• _SOURCE PASSAGE_:
[HOWTO] 0.8.7 and 1 minute polling

zeki · Post by **zeki** » Tue Nov 06, 2007 3:13 am

i saw in another topic that the cron should still be 5 min intervals. cacti will automatically split the intervals if you choose 1 min, but you still need to setup the rra

you have to setup the data templates and graph templates for 1 min because they are setup for 5 min. then you will have to recreate the graphs

david(dallas) · Post by **david(dallas)** » Tue Nov 06, 2007 9:47 am

zeki wrote:you have to setup the data templates and graph templates for 1 min because they are setup for 5 min. then you will have to recreate the graphs

Please provide more specifics. From what I know, I beleive I have setup the data templates for 1 minute (but maybe I'm still missing something)and I don't see anything in the graph templates where you would select an interval or step. This is probably what I'm missing, how to do these things, especially the graph templates.

BIG Thanks in advance..

Post by **TheWitness** » Tue Nov 06, 2007 10:20 am

There are a number of posts. However, if you set the heartbeat to 3600, it will only be polled once an hour. If you set it to 60, it will be polled every minute and if you set to 10, it will poll every 10 seconds.

TheWitness

tekbot · Post by **tekbot** » Fri Nov 09, 2007 9:10 am

Hello Everyone. First off, I want to say that 0.8.7 appears to be an excellent release. A number of quirks and bugs have been fixed, and the new scheduling is working *beautifully*. Excellent Job Developers!

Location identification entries
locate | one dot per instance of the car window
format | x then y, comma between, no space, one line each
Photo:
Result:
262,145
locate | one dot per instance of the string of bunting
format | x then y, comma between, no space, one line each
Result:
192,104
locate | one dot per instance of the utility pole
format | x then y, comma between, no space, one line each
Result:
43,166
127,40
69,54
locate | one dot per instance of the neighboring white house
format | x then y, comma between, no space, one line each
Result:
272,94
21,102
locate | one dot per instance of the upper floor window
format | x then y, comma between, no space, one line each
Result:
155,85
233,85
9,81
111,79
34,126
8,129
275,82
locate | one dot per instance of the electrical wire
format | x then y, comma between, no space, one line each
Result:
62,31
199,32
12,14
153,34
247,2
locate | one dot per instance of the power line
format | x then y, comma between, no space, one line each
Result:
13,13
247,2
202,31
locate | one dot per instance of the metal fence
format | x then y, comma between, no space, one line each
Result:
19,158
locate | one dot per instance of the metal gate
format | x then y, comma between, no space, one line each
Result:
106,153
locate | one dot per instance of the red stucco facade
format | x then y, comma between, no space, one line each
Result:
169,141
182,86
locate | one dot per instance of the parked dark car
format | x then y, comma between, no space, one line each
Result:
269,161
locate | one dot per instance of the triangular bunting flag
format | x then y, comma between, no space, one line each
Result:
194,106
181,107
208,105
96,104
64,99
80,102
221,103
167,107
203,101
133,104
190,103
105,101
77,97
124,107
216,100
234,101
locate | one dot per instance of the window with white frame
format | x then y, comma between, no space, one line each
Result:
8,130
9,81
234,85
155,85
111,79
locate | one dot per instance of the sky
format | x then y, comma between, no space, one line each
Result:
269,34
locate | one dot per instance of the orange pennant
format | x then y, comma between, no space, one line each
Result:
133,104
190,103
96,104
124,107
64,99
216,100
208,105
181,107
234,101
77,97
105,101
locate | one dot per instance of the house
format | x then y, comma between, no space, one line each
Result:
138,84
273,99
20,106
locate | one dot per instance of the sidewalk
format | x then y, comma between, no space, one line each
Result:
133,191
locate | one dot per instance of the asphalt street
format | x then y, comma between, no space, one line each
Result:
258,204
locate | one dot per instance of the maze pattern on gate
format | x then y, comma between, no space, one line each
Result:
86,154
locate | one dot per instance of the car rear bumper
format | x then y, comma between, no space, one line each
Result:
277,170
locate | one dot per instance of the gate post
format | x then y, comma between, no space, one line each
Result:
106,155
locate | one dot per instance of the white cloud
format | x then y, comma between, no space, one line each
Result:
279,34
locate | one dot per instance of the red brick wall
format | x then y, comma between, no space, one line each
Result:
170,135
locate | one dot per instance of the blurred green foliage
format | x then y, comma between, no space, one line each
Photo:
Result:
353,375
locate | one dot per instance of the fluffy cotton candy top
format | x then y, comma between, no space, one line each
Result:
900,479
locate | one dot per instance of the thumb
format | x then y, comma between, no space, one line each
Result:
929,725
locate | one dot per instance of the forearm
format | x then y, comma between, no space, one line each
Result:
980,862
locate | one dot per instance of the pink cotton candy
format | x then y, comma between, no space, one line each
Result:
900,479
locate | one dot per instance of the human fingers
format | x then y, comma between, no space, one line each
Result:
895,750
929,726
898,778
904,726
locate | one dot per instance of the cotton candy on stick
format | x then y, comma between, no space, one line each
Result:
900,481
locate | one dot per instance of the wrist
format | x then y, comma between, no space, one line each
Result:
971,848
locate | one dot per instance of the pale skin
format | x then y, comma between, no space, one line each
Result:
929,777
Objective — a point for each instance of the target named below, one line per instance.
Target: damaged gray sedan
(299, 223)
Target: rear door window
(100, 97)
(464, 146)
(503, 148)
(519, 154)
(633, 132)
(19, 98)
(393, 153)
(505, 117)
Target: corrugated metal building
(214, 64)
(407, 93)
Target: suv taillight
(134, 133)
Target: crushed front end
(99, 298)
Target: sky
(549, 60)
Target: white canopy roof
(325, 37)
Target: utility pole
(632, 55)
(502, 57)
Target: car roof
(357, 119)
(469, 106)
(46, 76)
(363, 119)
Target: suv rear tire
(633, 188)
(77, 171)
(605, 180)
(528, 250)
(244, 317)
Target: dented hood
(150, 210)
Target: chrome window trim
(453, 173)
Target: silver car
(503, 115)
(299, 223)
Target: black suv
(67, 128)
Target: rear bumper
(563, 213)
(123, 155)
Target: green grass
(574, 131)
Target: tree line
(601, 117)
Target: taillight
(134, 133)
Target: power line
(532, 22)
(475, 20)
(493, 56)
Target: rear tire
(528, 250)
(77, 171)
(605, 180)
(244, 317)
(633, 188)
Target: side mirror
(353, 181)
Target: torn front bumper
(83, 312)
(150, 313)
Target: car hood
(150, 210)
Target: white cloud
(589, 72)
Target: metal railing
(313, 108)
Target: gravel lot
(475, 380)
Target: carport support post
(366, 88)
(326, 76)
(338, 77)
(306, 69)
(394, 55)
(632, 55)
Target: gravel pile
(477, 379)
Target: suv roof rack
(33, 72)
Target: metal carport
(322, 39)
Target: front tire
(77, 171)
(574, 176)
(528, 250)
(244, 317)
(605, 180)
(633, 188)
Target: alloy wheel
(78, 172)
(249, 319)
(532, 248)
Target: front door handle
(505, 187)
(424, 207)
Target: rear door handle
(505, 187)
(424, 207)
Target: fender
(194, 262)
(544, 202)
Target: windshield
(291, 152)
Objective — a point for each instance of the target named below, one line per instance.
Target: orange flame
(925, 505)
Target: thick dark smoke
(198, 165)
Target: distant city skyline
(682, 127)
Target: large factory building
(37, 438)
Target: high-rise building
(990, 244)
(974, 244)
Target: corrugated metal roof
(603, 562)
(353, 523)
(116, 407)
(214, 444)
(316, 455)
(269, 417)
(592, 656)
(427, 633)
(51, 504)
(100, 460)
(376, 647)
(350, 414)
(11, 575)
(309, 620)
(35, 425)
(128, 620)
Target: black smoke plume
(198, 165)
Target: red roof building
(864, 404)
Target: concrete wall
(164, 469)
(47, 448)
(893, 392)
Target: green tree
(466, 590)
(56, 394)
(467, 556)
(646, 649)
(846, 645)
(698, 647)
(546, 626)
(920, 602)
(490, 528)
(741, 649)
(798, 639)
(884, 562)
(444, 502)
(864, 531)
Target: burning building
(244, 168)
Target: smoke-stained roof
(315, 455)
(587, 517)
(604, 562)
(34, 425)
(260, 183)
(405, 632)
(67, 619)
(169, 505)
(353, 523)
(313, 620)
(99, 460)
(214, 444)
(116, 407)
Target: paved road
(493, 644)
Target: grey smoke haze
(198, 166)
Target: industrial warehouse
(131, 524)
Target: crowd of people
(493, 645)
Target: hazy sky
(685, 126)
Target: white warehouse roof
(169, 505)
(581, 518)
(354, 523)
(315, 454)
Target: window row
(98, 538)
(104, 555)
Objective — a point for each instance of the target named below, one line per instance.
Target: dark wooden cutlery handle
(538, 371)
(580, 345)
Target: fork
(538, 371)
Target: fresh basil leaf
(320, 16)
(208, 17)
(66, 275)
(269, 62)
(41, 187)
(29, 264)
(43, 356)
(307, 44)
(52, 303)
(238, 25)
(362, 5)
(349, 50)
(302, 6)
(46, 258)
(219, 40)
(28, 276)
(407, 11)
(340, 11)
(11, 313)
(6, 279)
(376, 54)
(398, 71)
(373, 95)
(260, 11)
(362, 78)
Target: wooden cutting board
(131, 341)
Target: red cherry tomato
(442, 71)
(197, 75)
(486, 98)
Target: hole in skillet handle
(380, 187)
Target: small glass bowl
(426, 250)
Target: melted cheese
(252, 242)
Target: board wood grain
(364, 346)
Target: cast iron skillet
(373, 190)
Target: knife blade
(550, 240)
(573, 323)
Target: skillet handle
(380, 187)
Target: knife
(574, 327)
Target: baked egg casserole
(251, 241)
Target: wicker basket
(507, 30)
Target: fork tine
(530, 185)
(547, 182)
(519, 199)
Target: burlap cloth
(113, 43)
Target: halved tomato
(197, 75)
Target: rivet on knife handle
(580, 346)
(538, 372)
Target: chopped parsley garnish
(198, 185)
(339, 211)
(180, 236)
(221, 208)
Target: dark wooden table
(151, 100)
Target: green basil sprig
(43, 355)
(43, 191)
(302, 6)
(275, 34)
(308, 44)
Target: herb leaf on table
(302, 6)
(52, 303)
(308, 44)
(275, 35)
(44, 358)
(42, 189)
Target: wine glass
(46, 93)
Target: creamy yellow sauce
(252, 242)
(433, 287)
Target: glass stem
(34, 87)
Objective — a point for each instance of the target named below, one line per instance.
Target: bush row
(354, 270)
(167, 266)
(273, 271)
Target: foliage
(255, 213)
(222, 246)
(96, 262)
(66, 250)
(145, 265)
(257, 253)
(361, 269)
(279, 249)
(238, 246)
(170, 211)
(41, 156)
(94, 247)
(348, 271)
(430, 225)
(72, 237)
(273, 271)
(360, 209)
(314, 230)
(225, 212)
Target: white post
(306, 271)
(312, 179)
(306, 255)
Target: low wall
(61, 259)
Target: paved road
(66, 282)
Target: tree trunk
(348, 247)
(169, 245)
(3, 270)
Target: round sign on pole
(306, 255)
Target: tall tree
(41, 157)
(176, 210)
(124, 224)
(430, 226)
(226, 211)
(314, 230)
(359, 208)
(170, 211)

• _WRITTEN PROBLEM_: Carry on the forum thread about 1 minute polling in Cacti 0.8.7 from its last post.

• _RESPONSE TO THIS EXERCISE_:
I wanted to post my configuration for 0.8.7 sub-1 minute Polling intervals to help some of you guys out since this can be a pretty confusing topic for newcomers who want granularity in their graphs. First off, a bit of explanation.

Number 1 - Cacti 0.8.7 ships with the ability to poll at intervals as granular as 10 seconds without requiring the Plugin Architecture or any patches. The implementation of this differs from all 0.8.6 releases (I cannot speak for the SVN builds for later 0.8.6). The main difference is in the scheduling. Regardless of the polling interval you want, keep your cron entry at 5 minutes!. For 0.8.7 (ONLY) the interval should be selected in the Console -> Settings -> Poller page. Setting the cron to anything other than 5 minutes will cause gaps in your graphs!

Number 2 - While the implementation of native sub-1 minute Pollling Intervals has been packaged in this new release, no RRAs or Data Templates were provided for any of these intervals. I do a lot of customization with cacti and have built a number of new RRAs and Data Templates to work with the new granular poller. Below, I have posted my RRA Configurations, Data Template Configurations, as well as an explanation of How These Work.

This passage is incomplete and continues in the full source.